I am so sick of hearing this crap about Mesaba and our contract. It's not about the pay rate...it's about your W2. God, so many people get so wound up in Section 3, it's stupid.

What're your minimum days off?
How're your training rules?
Do you have 100% trip guarantee?
How about block-or-better?
What's you minimum day pay?
How much 401k matching do you get?

Now, I know that our contract pay rates for the CRJ in YEAR ONE are not record breaking in relation to your contract, but how's the rest? We faced things in our negotiations that you folks (hopefully) will not have to. Was it the best contract? No. Was it pretty good? I think so.

I don't mean to blow up on you, just get sick of hearing 9E people dump on a contract that is in EVERY way better than theirs.
 
kmox29 said:
I am so sick of hearing this crap about Mesaba and our contract. It's not about the pay rate...it's about your W2. God, so many people get so wound up in Section 3, it's stupid.

▶ Location labeling records
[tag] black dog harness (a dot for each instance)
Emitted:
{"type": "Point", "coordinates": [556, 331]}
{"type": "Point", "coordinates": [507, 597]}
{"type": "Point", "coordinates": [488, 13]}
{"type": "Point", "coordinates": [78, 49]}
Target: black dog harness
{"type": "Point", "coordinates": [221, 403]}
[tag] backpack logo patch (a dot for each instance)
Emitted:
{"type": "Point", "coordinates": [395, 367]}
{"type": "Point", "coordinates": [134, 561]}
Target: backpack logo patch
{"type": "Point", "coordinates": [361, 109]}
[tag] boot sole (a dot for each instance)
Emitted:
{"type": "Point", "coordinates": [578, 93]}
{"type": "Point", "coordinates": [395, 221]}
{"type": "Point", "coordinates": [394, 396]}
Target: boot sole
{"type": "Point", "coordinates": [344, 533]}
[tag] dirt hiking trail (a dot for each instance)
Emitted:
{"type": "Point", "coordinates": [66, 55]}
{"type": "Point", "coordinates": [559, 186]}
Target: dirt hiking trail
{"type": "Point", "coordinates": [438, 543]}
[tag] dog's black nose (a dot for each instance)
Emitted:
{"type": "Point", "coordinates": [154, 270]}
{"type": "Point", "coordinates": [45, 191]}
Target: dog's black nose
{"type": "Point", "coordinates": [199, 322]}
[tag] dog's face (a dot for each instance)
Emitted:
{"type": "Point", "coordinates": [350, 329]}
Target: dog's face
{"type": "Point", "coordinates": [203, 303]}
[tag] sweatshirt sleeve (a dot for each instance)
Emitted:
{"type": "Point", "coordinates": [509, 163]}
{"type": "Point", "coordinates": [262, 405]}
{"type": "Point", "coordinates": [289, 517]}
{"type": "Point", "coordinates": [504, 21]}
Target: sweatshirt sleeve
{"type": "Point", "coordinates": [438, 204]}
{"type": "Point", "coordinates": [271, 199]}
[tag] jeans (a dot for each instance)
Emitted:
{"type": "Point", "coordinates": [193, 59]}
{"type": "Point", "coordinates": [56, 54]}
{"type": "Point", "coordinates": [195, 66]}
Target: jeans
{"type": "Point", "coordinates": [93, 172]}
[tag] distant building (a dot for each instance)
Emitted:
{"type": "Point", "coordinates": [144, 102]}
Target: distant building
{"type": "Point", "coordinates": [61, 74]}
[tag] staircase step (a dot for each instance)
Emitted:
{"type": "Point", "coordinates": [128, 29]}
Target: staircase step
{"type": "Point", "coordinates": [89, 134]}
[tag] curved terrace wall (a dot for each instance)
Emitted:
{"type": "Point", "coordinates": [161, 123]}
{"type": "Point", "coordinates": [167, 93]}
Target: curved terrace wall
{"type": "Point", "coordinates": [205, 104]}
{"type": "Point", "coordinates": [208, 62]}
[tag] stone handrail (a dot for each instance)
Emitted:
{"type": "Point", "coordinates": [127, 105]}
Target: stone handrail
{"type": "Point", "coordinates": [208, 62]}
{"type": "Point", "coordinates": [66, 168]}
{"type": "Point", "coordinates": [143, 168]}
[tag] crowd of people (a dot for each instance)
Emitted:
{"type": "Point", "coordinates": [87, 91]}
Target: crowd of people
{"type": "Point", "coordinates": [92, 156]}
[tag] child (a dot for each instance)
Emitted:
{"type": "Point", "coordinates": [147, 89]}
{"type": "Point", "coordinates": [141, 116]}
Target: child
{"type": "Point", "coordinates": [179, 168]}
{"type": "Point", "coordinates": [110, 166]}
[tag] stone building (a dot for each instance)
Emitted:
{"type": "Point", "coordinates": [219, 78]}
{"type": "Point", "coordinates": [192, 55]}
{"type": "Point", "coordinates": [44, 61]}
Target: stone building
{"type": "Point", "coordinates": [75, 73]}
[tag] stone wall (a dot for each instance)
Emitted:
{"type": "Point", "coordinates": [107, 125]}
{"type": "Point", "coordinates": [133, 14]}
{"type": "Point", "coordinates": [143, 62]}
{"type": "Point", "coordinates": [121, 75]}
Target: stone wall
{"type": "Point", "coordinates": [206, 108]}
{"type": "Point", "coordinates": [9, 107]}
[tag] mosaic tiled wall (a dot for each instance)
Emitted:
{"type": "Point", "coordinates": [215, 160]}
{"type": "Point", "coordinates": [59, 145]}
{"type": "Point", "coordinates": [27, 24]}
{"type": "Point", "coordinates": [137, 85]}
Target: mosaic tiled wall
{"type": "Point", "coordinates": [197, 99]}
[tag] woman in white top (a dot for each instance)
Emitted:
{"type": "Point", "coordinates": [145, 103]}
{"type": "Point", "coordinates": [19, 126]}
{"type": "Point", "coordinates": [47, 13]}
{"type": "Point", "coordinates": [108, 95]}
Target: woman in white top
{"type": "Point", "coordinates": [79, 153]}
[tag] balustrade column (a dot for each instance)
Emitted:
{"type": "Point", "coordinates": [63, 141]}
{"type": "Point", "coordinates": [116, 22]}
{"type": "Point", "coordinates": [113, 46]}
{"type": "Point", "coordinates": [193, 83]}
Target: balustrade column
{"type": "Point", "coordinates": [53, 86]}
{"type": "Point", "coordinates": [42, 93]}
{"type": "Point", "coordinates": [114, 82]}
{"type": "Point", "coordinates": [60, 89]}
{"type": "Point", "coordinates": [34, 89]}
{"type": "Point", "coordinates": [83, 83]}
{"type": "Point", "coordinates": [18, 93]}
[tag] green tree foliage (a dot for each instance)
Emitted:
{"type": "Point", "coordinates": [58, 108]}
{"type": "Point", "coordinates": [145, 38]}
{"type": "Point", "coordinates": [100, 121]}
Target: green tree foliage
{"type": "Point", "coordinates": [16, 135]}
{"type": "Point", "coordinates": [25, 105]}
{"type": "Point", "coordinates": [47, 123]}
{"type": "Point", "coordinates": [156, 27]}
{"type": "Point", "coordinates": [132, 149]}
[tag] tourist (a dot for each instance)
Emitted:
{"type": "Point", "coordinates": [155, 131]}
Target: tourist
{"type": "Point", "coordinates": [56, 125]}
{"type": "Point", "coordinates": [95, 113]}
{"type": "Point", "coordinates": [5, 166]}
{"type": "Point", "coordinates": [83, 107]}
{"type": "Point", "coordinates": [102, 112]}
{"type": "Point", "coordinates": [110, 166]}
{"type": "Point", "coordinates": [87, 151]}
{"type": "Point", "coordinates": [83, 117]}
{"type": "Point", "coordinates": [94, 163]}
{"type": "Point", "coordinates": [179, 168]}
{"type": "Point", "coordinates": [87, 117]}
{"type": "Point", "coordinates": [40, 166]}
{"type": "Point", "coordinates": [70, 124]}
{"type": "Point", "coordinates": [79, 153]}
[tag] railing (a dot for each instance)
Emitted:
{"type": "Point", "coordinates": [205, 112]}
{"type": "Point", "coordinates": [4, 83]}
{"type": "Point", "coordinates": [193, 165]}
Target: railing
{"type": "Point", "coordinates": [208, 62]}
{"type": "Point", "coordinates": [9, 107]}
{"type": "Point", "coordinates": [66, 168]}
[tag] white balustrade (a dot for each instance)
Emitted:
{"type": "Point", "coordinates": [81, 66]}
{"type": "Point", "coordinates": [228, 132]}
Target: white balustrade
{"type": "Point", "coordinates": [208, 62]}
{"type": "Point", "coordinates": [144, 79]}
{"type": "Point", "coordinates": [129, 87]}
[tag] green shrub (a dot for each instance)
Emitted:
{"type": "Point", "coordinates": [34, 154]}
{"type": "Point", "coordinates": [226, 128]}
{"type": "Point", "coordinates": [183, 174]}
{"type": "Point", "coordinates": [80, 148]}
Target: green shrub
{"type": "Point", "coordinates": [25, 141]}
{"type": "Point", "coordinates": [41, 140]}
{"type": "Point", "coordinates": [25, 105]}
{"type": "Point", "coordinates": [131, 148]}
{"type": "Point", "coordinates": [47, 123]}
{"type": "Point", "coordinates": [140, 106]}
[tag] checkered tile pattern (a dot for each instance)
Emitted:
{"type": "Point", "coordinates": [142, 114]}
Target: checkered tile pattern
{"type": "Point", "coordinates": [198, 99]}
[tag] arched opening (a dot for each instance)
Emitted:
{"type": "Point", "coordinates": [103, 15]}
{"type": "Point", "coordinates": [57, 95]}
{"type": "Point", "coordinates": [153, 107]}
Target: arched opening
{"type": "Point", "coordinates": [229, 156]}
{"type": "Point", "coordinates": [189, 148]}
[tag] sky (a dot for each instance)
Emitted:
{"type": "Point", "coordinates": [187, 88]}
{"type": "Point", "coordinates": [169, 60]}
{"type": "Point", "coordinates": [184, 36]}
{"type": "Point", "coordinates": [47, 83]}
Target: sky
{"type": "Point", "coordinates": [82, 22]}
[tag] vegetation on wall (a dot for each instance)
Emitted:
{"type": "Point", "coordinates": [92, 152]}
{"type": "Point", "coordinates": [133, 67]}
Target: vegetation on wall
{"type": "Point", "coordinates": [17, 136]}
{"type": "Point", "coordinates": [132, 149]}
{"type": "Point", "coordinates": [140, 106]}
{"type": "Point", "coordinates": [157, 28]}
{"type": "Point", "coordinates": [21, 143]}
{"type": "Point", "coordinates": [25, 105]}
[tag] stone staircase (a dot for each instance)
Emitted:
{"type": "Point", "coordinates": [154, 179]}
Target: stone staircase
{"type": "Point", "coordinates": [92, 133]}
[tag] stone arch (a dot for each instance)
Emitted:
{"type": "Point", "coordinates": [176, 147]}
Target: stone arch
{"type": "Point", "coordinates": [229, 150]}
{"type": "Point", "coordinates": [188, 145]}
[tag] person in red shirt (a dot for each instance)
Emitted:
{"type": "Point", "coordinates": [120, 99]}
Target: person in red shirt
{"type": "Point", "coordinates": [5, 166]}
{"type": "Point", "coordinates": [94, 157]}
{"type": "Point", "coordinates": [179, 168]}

▶ OBJECTIVE
In the forum post, which aircraft's year-one contract pay rates does the writer admit are not record breaking? The records are separate material and are not connected to the forum post.

▶ THE OUTPUT
The CRJ.